→ INPUT DATA
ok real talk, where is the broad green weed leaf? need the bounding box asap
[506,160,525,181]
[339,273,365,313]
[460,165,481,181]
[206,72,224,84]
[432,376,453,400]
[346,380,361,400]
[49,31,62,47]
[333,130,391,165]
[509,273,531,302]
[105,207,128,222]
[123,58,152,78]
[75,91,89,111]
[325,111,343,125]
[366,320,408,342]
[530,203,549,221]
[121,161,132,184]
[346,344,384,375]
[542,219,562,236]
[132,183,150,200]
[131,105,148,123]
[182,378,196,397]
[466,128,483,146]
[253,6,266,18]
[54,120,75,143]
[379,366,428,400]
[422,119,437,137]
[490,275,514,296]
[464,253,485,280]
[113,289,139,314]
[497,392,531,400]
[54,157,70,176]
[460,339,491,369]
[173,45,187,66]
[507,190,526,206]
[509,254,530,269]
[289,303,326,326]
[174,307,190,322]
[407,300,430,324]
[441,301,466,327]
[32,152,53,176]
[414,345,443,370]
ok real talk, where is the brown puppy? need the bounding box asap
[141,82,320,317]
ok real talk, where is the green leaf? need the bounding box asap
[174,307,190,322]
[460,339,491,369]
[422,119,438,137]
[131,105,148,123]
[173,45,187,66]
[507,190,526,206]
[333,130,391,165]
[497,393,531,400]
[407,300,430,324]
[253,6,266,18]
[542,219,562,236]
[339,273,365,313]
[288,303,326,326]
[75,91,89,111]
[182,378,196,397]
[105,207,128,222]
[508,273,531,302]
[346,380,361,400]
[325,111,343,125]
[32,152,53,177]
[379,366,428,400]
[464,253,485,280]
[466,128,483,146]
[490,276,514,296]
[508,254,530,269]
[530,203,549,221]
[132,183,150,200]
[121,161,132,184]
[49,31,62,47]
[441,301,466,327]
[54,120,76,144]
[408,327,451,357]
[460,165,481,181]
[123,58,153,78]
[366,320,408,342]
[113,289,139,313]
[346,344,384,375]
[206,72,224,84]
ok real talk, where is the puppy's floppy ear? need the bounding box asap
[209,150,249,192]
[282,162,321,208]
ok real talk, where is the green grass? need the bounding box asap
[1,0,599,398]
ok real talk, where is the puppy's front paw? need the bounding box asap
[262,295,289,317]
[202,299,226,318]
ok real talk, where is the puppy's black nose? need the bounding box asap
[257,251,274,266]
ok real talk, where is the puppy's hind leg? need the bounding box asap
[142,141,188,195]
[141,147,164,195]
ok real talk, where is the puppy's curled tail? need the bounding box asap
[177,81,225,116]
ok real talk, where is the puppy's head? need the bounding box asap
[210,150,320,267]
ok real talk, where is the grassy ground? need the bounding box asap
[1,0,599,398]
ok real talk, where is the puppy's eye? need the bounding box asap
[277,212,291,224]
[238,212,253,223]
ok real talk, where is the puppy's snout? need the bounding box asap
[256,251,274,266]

→ WORK TASK
The line with "ok real talk, where is the puppy's head?" through the last line of the data: write these out exactly, and no others.

→ SOLUTION
ok real talk, where is the puppy's head? need the bounding box asap
[210,150,320,267]
ok real talk, where is the grassy ground? need the bounding box asap
[1,0,599,398]
ok real talk, where is the puppy's eye? need the bounding box asap
[277,212,291,224]
[238,212,253,223]
ok real talk, where is the puppy's snout? need the bounding box asap
[256,251,274,266]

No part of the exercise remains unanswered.